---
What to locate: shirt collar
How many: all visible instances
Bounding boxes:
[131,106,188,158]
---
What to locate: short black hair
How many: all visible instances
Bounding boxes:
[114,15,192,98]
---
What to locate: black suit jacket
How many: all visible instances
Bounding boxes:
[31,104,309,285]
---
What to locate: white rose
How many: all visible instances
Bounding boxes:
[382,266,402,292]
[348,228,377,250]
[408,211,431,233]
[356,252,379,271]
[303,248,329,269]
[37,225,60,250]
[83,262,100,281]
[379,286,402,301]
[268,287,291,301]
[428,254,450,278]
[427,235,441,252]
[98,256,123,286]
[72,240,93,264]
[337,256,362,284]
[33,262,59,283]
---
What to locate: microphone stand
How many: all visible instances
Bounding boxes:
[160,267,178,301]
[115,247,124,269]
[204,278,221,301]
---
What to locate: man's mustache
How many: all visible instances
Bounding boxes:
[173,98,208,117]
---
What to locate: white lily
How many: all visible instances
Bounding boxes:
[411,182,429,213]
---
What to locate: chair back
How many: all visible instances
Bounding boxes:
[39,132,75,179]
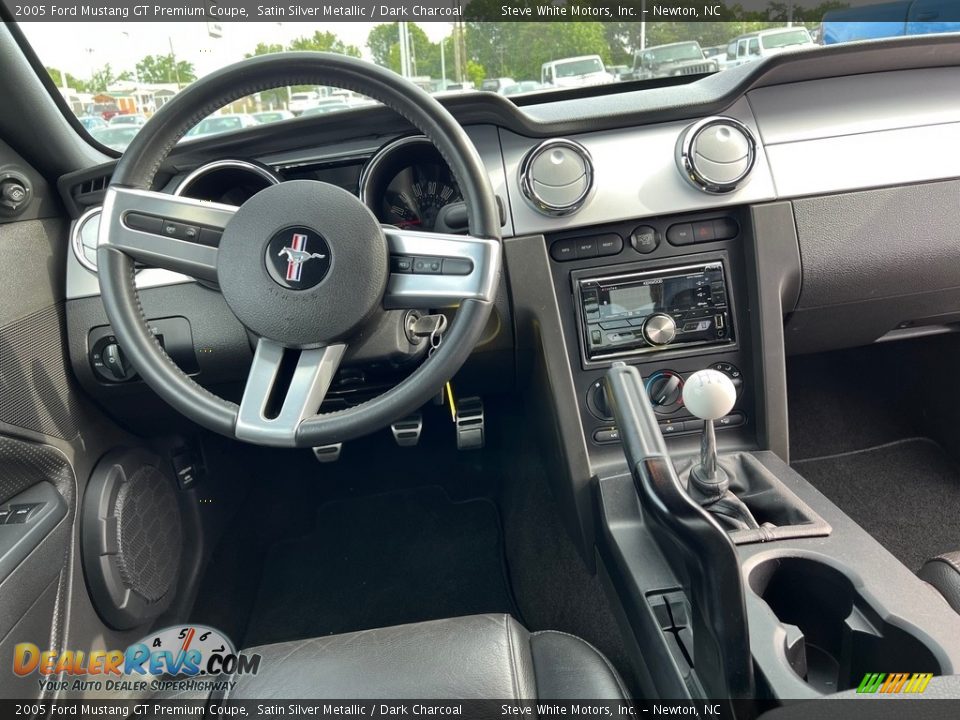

****

> **What to produce**:
Filter the entries down to the lines that include the string "white".

> **Written solution**:
What to locate: white rose
What to locate: white lily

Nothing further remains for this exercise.